_Task_: Make an exact copy of the entries, taking out every picture.

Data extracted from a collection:

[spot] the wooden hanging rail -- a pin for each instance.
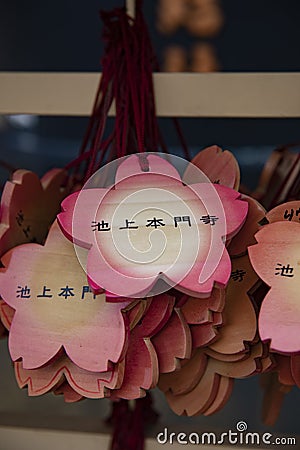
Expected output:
(245, 95)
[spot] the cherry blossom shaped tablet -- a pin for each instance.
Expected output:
(219, 166)
(276, 260)
(141, 362)
(83, 382)
(245, 237)
(150, 226)
(55, 308)
(289, 211)
(173, 343)
(29, 207)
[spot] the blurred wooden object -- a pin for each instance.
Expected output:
(204, 58)
(175, 59)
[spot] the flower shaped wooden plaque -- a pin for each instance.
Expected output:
(55, 308)
(276, 259)
(149, 226)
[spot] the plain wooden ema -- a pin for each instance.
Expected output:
(226, 95)
(222, 95)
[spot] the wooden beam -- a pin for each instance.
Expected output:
(248, 95)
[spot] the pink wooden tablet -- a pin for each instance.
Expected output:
(56, 308)
(150, 226)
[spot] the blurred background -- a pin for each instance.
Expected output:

_Output below_:
[spot] the wooden hanging rail -- a pin for each instance.
Expected output:
(245, 95)
[spot] the cherry blossom shaped tablet -- a pin for each instance.
Expected output:
(219, 166)
(276, 260)
(141, 362)
(83, 382)
(245, 237)
(150, 226)
(55, 308)
(289, 211)
(173, 343)
(29, 207)
[spot] the blurred wooden object -- a pin for each instance.
Expected output:
(204, 58)
(175, 59)
[spot] the flower shaped wooden plaque -- a pin for each instance.
Expected output:
(55, 308)
(276, 259)
(149, 226)
[spot] the plain wooden ema -- a pin for each instance.
Expected output:
(226, 95)
(222, 95)
[spot] the wooden beam -- a pin for each instance.
Expected output:
(248, 95)
[spot] the pink wooden tablet -- a pin for each instance.
Expected output:
(56, 308)
(150, 226)
[spot] the blurred background -- a pin for each instance.
Expected output:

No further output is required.